■ Source text

[Wikimedia-l] Wikimedia (Foundation) endowment

Fae faewik at gmail.com
Mon Mar 18 09:39:49 UTC 2013


On 18 March 2013 09:03, Dariusz Jemielniak <darekj at alk.edu.pl> wrote:
> hi Fae,
>
> I share your commitment to avoiding a bureaucratic monster. However, I have
> to practically point out, that in our case any vision and strategy of a
> long time horizon is a grave mistake. We can't predict technologies and
> Internet trends 10 years in the future, so even vision creation beyond this
> point is a dangerously blinding and binding exercise. Strategy creation and
> its time horizon have to be based on the stability of the environment. The
> only business I know of that relies on something close to 100 years of time
> horizon for strategy is forestry. We, on the other hand, are in the
> Internet business, and going beyond 5 years in terms of strategic plans,
> and beyond 10 years in terms of long-term powerful visions is more likely
> to lull us to sleep, rather than help.

The "sum of human knowledge" is not about internet technology of the
moment, or limited to the next 5 years.

■ Records for this task
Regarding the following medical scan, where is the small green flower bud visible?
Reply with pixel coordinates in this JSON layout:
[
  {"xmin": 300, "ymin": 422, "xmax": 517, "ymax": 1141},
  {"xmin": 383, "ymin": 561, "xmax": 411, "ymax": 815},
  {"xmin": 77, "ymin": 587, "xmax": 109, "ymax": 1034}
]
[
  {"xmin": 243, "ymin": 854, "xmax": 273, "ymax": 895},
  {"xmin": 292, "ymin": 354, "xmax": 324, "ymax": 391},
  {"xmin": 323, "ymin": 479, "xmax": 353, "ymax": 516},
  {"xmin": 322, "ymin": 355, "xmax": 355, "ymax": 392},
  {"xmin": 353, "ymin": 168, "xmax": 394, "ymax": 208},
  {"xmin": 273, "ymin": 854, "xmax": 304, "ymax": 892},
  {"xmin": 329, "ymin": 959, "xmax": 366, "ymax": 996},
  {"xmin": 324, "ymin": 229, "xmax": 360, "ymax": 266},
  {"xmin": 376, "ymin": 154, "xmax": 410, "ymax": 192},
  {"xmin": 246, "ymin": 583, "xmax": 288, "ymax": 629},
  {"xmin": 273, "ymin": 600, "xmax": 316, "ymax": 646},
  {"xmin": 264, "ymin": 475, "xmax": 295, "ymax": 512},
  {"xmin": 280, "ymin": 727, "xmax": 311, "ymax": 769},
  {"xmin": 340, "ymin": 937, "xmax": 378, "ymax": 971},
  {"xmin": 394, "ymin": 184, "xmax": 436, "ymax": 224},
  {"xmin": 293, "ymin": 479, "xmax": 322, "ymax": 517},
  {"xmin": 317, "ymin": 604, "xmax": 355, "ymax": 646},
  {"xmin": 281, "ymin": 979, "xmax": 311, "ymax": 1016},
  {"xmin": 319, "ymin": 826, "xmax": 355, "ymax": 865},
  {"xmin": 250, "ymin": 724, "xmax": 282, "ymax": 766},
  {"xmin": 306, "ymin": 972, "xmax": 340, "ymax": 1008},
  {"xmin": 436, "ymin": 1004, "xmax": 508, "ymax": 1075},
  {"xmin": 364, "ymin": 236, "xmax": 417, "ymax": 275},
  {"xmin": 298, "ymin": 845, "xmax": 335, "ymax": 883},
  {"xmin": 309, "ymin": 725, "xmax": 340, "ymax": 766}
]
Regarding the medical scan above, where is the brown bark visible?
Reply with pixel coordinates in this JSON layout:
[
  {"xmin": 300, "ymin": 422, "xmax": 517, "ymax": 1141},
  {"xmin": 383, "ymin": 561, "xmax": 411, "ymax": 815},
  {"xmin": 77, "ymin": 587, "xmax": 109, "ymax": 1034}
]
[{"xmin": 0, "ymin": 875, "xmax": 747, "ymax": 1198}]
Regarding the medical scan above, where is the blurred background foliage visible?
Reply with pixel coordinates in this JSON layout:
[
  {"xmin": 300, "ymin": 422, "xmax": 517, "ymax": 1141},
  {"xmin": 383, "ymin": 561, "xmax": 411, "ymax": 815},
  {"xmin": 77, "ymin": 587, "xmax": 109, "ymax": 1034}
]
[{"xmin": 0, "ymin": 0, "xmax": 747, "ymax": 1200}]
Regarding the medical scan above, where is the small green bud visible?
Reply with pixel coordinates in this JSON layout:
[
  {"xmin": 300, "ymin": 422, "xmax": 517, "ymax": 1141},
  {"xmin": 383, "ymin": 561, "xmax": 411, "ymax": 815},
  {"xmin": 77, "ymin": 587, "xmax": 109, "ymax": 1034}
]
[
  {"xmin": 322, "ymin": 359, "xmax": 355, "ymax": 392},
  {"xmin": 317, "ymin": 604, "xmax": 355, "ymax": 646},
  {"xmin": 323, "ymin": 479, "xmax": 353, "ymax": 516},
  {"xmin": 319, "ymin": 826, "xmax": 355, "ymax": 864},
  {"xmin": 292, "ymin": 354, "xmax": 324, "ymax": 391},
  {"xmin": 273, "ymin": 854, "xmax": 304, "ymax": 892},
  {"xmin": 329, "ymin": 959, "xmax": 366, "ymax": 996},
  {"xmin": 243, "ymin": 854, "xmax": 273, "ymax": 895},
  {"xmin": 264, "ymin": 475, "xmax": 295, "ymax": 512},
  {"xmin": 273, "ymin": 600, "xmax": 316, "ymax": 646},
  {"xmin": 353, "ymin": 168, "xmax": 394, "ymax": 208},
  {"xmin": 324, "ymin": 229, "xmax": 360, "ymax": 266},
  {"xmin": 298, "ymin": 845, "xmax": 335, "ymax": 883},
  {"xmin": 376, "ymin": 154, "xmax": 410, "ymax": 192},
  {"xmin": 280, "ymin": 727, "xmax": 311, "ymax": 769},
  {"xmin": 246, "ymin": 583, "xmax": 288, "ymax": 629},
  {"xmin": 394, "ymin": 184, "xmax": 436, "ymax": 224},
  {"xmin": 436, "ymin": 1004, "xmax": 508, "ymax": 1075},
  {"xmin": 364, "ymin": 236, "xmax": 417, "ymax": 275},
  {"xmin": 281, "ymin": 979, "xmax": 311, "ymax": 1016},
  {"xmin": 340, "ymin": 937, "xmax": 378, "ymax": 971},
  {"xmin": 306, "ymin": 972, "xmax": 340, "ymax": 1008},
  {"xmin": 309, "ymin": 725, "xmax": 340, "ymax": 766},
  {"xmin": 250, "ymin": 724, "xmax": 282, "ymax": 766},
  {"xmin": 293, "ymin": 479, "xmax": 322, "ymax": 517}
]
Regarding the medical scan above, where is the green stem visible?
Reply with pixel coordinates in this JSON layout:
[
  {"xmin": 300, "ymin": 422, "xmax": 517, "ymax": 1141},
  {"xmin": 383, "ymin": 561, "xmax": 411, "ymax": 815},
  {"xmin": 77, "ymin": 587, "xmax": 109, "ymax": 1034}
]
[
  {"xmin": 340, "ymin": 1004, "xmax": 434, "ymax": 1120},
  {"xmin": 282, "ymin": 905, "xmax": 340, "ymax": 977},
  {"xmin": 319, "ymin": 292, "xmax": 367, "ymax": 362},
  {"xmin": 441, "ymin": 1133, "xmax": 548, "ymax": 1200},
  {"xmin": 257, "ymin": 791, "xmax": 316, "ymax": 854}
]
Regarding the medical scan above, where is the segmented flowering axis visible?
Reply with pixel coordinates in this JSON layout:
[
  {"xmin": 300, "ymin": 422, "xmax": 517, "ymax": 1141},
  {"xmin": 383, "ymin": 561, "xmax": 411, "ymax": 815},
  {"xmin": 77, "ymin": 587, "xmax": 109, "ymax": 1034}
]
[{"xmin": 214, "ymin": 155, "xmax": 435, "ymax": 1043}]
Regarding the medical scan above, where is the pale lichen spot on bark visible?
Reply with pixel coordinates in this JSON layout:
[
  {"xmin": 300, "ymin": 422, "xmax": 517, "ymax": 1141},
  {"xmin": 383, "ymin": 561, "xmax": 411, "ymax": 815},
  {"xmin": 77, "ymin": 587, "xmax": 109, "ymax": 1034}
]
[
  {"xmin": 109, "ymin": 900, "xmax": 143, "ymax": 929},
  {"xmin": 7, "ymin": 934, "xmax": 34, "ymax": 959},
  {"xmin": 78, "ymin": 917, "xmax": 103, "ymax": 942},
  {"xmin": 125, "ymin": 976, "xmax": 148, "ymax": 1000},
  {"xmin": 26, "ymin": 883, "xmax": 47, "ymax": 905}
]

■ Required tasks
1. Return the passage of the Wikimedia endowment post that begins at the words "On 18 March" and stops after the words "rather than help.", copied character for character.
2. Rescale the records from the line containing "Regarding the medical scan above, where is the pale" through the last line of the records. Reproduce only those lines, requests included. Multiply each bounding-box coordinate in the answers by 2.35 and round it to a whole number, with halves rounding up. Leave the requests and their JSON layout samples unchanged.

■ Answer set
1.
On 18 March 2013 09:03, Dariusz Jemielniak <darekj at alk.edu.pl> wrote:
> hi Fae,
>
> I share your commitment to avoiding a bureaucratic monster. However, I have
> to practically point out, that in our case any vision and strategy of a
> long time horizon is a grave mistake. We can't predict technologies and
> Internet trends 10 years in the future, so even vision creation beyond this
> point is a dangerously blinding and binding exercise. Strategy creation and
> its time horizon have to be based on the stability of the environment. The
> only business I know of that relies on something close to 100 years of time
> horizon for strategy is forestry. We, on the other hand, are in the
> Internet business, and going beyond 5 years in terms of strategic plans,
> and beyond 10 years in terms of long-term powerful visions is more likely
> to lull us to sleep, rather than help.

2.
Regarding the medical scan above, where is the pale lichen spot on bark visible?
Reply with pixel coordinates in this JSON layout:
[
  {"xmin": 300, "ymin": 422, "xmax": 517, "ymax": 1141},
  {"xmin": 383, "ymin": 561, "xmax": 411, "ymax": 815},
  {"xmin": 77, "ymin": 587, "xmax": 109, "ymax": 1034}
]
[
  {"xmin": 256, "ymin": 2115, "xmax": 336, "ymax": 2183},
  {"xmin": 16, "ymin": 2195, "xmax": 80, "ymax": 2254},
  {"xmin": 183, "ymin": 2155, "xmax": 242, "ymax": 2214},
  {"xmin": 294, "ymin": 2294, "xmax": 348, "ymax": 2350},
  {"xmin": 61, "ymin": 2075, "xmax": 110, "ymax": 2127}
]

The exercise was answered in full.